_Exercise set:_
• 1. In the West Nile Virus news story, rewrite the stretch from "Dougherty County gets first case of West Nile Virus -, South" through "of West Nile.", swapping "long sleeves" for "long-sleeved shirts".
• 2. Write the next part of the news story about West Nile Virus in Dougherty County, picking up after its last sentence.

_Text section:_
Dougherty County gets first case of West Nile Virus -, South Georgia News, Weather, Sports

Dougherty County gets first case of West Nile Virus

By Jennifer Emert - bio | email

ALBANY, GA (WALB) –  Dougherty County has its first confirmed case of West Nile Virus.

It's a 53 year old Dougherty County man and only the second confirmed case in the state. Last year Georgia had four cases, and two of those people died.

Tuesday crews are stepping up mosquito prevention efforts. Mosquito control experts say if you're going to be in an area with standing water, which is a breeding ground for mosquitoes then no matter how hot it is you should try to wear long sleeves, pants, and a mosquito repellant. It's more important than ever with the first confirmed case of West Nile.

It's the sound of summer in Dougherty County, bugs.

"A lot of times they will get close around those cattails," said Donnell Mathis, Mosquito Control.

One in particular, mosquitoes.

"It looked like a good area for breeding out mosquitoes, but right now we're not seeing anything," said Mathis.

Scoop, after, scoop, after, scoop turned up just a few mosquito larva in both the city and county. "It could be how well we're putting larvicide in the water along side the roads," said Mathis.

That's important with the areas first case of West Nile Virus, a 53 year old Dougherty County man, who's just been released from the hospital.

"He had underlying health conditions as well," said Southwest Georgia Health District Epidemiologist Jackie Jenkins.

Natural language descriptions of regions:
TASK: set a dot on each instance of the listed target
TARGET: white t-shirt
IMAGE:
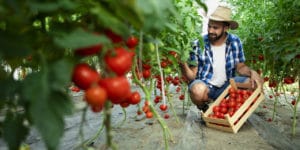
(219, 62)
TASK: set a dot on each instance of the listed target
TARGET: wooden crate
(235, 122)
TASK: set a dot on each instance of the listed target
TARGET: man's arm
(189, 72)
(244, 70)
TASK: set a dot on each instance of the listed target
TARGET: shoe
(203, 107)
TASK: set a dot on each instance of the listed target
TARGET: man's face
(215, 30)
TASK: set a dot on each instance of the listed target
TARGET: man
(221, 59)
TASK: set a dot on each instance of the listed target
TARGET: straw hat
(223, 14)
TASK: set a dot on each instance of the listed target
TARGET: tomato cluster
(114, 86)
(230, 104)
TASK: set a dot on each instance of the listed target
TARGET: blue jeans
(214, 91)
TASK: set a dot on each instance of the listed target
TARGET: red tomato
(147, 73)
(119, 61)
(232, 95)
(149, 114)
(261, 57)
(84, 76)
(96, 108)
(293, 102)
(231, 90)
(166, 116)
(117, 88)
(288, 80)
(135, 98)
(95, 96)
(75, 89)
(124, 104)
(138, 112)
(231, 104)
(173, 53)
(163, 64)
(181, 97)
(146, 66)
(175, 82)
(131, 42)
(272, 84)
(163, 107)
(223, 110)
(216, 109)
(87, 51)
(223, 104)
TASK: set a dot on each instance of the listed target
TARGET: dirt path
(139, 133)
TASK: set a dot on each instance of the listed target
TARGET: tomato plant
(95, 96)
(84, 76)
(119, 61)
(117, 88)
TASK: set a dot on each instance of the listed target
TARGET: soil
(139, 133)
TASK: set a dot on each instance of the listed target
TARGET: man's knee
(199, 92)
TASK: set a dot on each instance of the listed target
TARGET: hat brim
(232, 24)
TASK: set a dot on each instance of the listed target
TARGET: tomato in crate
(232, 108)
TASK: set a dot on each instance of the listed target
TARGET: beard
(214, 37)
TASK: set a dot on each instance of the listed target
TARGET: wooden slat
(216, 102)
(248, 113)
(227, 129)
(229, 121)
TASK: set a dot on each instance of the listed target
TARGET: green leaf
(14, 131)
(47, 105)
(79, 38)
(51, 6)
(109, 20)
(60, 73)
(9, 48)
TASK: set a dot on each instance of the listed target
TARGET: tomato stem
(294, 123)
(96, 135)
(125, 116)
(81, 135)
(107, 123)
(166, 131)
(161, 75)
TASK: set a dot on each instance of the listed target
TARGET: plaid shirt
(234, 54)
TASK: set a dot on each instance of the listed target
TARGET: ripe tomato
(119, 61)
(163, 64)
(232, 90)
(223, 110)
(96, 108)
(173, 53)
(163, 107)
(117, 88)
(166, 116)
(84, 76)
(293, 102)
(87, 51)
(147, 73)
(131, 42)
(138, 112)
(288, 80)
(124, 104)
(261, 57)
(181, 97)
(135, 98)
(146, 66)
(95, 96)
(216, 109)
(231, 103)
(149, 114)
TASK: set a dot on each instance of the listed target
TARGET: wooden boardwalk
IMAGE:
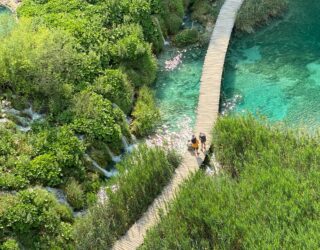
(208, 110)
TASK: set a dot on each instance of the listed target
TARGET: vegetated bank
(267, 195)
(71, 72)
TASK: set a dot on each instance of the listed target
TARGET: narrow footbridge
(208, 110)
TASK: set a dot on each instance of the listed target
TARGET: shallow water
(177, 86)
(275, 72)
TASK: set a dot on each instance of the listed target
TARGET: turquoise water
(177, 89)
(275, 72)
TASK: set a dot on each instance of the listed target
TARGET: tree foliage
(35, 219)
(268, 196)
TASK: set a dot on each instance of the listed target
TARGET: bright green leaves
(35, 219)
(114, 86)
(96, 118)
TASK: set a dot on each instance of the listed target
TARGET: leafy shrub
(65, 147)
(75, 194)
(271, 203)
(96, 118)
(32, 217)
(41, 57)
(114, 85)
(142, 176)
(186, 37)
(45, 170)
(146, 114)
(10, 244)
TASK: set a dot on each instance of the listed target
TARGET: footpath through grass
(143, 175)
(268, 197)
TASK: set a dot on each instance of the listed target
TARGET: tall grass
(271, 203)
(142, 177)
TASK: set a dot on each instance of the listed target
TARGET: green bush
(33, 63)
(146, 114)
(97, 118)
(114, 85)
(269, 199)
(10, 244)
(75, 194)
(186, 37)
(142, 176)
(32, 218)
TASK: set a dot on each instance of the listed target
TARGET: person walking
(195, 145)
(203, 140)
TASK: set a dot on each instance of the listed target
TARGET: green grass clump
(254, 13)
(267, 198)
(143, 174)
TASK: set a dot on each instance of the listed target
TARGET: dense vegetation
(86, 65)
(267, 197)
(254, 13)
(143, 174)
(35, 220)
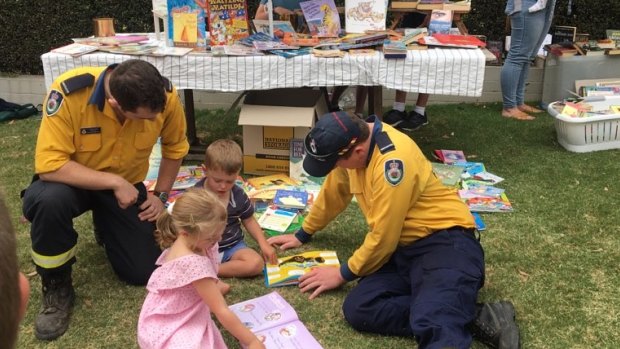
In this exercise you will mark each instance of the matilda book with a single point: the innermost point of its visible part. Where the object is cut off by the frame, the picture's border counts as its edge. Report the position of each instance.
(440, 22)
(75, 49)
(186, 24)
(275, 322)
(322, 17)
(363, 15)
(285, 198)
(276, 219)
(290, 268)
(279, 27)
(228, 21)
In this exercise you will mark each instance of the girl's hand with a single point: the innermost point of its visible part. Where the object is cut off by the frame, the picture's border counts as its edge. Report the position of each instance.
(269, 253)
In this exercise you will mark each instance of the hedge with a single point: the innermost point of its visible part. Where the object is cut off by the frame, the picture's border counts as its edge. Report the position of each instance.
(31, 28)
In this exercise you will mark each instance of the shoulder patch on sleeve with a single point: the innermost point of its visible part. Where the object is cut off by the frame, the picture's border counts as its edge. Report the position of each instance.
(77, 82)
(384, 142)
(53, 103)
(167, 84)
(394, 171)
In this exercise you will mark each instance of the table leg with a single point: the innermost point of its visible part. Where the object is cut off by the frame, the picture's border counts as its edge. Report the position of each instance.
(190, 117)
(375, 100)
(459, 24)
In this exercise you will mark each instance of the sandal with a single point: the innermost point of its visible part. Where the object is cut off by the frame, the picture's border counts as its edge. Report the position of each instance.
(529, 109)
(517, 114)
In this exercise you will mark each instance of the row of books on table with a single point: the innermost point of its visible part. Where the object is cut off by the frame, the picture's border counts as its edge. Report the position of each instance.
(223, 28)
(475, 185)
(566, 41)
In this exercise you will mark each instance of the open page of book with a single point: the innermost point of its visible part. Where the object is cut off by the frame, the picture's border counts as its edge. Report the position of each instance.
(363, 15)
(275, 322)
(276, 220)
(290, 268)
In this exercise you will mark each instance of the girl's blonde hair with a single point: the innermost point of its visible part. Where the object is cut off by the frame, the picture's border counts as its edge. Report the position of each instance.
(196, 212)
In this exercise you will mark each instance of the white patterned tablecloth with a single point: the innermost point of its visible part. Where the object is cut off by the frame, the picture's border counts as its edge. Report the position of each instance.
(453, 72)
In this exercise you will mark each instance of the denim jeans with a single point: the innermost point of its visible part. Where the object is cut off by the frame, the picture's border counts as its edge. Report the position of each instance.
(527, 34)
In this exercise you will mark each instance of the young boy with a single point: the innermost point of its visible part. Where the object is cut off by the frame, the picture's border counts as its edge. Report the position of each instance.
(223, 160)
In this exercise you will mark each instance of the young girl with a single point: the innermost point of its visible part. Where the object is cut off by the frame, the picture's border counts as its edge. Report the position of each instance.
(184, 290)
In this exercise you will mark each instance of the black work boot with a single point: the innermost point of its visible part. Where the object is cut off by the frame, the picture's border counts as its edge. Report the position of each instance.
(58, 297)
(495, 326)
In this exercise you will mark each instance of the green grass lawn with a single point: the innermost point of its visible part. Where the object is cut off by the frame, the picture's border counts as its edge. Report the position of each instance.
(555, 257)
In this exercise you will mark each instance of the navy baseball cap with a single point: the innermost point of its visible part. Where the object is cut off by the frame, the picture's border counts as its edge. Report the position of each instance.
(332, 136)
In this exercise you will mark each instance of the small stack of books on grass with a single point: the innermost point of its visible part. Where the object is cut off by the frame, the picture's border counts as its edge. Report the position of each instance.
(474, 184)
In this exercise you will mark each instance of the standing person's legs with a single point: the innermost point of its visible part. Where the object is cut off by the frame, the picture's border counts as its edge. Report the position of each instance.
(129, 243)
(397, 117)
(534, 24)
(51, 207)
(525, 33)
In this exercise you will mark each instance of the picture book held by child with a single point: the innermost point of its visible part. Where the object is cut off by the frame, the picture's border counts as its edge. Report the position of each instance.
(184, 290)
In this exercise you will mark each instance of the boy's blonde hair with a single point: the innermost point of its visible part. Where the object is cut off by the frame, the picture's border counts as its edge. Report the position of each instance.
(197, 212)
(224, 155)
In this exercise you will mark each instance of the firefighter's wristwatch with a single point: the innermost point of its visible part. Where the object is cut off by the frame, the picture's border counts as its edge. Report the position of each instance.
(163, 196)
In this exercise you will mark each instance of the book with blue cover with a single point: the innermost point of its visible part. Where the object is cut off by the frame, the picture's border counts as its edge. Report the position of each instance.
(276, 220)
(286, 198)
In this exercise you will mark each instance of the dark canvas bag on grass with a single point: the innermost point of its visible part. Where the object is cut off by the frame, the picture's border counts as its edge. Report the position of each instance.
(10, 111)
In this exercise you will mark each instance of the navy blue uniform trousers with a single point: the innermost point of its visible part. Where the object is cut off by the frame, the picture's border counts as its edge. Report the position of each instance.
(427, 290)
(129, 243)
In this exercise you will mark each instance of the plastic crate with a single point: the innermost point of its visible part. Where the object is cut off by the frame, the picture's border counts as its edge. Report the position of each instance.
(581, 135)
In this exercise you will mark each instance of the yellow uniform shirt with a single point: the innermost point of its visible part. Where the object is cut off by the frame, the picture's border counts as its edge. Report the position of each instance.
(81, 126)
(400, 197)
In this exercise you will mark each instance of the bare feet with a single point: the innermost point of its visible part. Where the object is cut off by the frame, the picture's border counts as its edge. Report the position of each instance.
(224, 287)
(529, 109)
(515, 113)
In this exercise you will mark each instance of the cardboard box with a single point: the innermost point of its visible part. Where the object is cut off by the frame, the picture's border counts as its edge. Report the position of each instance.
(270, 119)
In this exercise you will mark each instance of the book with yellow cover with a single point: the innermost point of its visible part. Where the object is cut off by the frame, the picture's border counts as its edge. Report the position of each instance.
(277, 179)
(290, 268)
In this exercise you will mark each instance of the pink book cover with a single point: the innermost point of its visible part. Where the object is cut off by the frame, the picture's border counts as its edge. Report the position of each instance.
(275, 322)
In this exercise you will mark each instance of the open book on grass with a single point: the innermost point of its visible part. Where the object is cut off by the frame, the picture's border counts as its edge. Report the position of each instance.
(290, 268)
(275, 322)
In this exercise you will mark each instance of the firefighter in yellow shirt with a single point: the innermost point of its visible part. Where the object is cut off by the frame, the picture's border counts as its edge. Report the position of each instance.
(420, 265)
(99, 126)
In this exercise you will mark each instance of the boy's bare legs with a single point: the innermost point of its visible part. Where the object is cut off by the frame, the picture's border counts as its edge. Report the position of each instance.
(361, 93)
(411, 121)
(244, 263)
(223, 287)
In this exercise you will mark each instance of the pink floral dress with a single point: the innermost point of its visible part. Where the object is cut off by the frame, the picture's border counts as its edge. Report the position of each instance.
(174, 315)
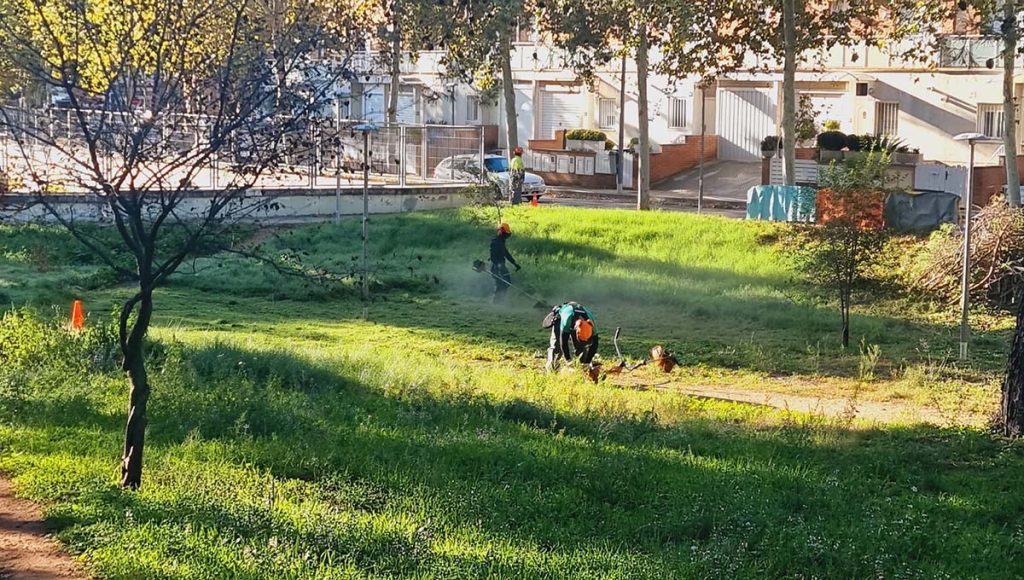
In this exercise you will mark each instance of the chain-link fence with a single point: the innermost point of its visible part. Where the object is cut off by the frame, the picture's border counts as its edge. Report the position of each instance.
(314, 154)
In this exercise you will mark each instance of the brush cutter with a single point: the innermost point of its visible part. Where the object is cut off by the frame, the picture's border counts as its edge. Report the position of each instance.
(480, 266)
(622, 366)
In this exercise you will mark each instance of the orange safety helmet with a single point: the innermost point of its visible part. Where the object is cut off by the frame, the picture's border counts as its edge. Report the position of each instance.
(584, 329)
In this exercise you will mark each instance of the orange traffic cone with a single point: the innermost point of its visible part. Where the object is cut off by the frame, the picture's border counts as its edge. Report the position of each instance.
(77, 316)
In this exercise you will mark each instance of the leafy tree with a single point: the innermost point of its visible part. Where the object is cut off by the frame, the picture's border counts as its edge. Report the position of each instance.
(477, 38)
(840, 251)
(206, 55)
(790, 32)
(1000, 19)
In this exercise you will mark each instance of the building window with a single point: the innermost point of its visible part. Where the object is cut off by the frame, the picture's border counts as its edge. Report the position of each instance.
(607, 113)
(886, 118)
(990, 120)
(524, 31)
(677, 113)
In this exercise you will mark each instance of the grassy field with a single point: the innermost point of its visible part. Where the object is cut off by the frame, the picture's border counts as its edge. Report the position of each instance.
(290, 439)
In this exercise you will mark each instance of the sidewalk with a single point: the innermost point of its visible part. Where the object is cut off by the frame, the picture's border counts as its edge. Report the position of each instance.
(678, 197)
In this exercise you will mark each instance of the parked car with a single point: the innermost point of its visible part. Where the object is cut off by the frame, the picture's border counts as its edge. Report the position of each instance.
(59, 97)
(467, 168)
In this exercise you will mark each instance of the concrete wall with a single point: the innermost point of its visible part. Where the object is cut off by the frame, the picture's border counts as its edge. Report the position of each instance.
(934, 108)
(294, 206)
(673, 160)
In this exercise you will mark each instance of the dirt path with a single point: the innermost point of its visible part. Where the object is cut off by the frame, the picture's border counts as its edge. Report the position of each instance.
(882, 412)
(26, 551)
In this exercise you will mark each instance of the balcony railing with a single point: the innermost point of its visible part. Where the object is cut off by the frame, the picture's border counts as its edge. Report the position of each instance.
(969, 51)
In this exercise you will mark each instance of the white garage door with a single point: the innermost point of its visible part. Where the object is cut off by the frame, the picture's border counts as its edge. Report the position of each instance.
(524, 114)
(407, 108)
(744, 117)
(830, 106)
(559, 111)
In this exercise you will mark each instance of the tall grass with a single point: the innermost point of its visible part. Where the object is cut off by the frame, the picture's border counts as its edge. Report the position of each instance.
(289, 439)
(276, 458)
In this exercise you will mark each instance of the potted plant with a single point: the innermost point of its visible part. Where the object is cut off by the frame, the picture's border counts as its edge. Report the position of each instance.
(770, 146)
(830, 146)
(585, 139)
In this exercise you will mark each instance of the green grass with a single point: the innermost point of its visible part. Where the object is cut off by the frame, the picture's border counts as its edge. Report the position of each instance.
(289, 439)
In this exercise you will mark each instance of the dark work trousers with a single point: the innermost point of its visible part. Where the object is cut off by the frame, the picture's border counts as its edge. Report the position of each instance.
(517, 176)
(502, 280)
(584, 350)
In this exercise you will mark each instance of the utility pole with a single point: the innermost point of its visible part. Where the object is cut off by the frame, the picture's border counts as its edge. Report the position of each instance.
(337, 158)
(790, 92)
(622, 129)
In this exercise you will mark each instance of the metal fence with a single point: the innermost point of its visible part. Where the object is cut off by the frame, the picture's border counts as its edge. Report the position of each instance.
(315, 154)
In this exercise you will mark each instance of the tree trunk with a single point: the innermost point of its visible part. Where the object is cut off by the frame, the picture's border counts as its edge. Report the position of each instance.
(508, 90)
(1012, 407)
(790, 91)
(1009, 105)
(643, 172)
(846, 325)
(134, 365)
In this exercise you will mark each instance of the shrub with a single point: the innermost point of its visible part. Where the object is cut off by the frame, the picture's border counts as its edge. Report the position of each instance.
(867, 173)
(853, 142)
(586, 135)
(868, 141)
(832, 140)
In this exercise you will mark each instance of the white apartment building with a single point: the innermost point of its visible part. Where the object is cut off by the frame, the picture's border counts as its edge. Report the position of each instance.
(923, 102)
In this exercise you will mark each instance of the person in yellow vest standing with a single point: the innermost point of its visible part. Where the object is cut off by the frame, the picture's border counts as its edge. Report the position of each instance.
(516, 175)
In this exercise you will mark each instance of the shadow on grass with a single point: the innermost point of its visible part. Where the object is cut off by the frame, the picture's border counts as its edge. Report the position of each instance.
(689, 493)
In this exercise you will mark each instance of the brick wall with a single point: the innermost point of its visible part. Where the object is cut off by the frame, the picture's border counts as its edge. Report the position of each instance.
(988, 181)
(677, 158)
(557, 143)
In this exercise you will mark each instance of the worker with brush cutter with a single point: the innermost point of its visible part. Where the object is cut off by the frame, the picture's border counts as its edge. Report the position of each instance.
(570, 322)
(500, 253)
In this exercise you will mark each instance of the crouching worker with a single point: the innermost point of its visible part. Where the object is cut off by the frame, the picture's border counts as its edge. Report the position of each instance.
(570, 323)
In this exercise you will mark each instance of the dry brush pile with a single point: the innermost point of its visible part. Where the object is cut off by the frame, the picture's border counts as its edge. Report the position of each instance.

_Your responses:_
• 1.
Dougherty County gets first case of West Nile Virus -, South Georgia News, Weather, Sports

Dougherty County gets first case of West Nile Virus

By Jennifer Emert - bio | email

ALBANY, GA (WALB) –  Dougherty County has its first confirmed case of West Nile Virus.

It's a 53 year old Dougherty County man and only the second confirmed case in the state. Last year Georgia had four cases, and two of those people died.

Tuesday crews are stepping up mosquito prevention efforts. Mosquito control experts say if you're going to be in an area with standing water, which is a breeding ground for mosquitoes then no matter how hot it is you should try to wear long-sleeved shirts, pants, and a mosquito repellant. It's more important than ever with the first confirmed case of West Nile.

• 2.
The hot temperatures and afternoon showers are the perfect conditions for mosquitoes that carry West Nile. That's why health officials are reminding everyone to heed the precautions.

"Repair screens, use Deet when your out and about doing activities, or try to limit your activities at dusk and dawn," said Jenkins.

"I talk all the time about long sleeves and I'm out here a lot so if I'm out here all the time then I need to prevent myself from being bit by mosquitoes," said Mathis.

They want you to dump out standing water. It's concerning to have cases so early in the season. Cases don't typically peak until August and last year there wasn't a single case in southwest Georgia.

Mosquito control has been dropping pellets in areas that might be trouble spots for mosquitoes. The smaller tablet lasts about 30 days and the larger one 150 days. They say these tablets are good because even if the water dries up around them, when it rains again it will reactivate the tablets.

One out of 150 people infected with West Nile Virus develop serious symptoms. In 2006, a Dougherty County man was the state's sole West Nile Virus fatality.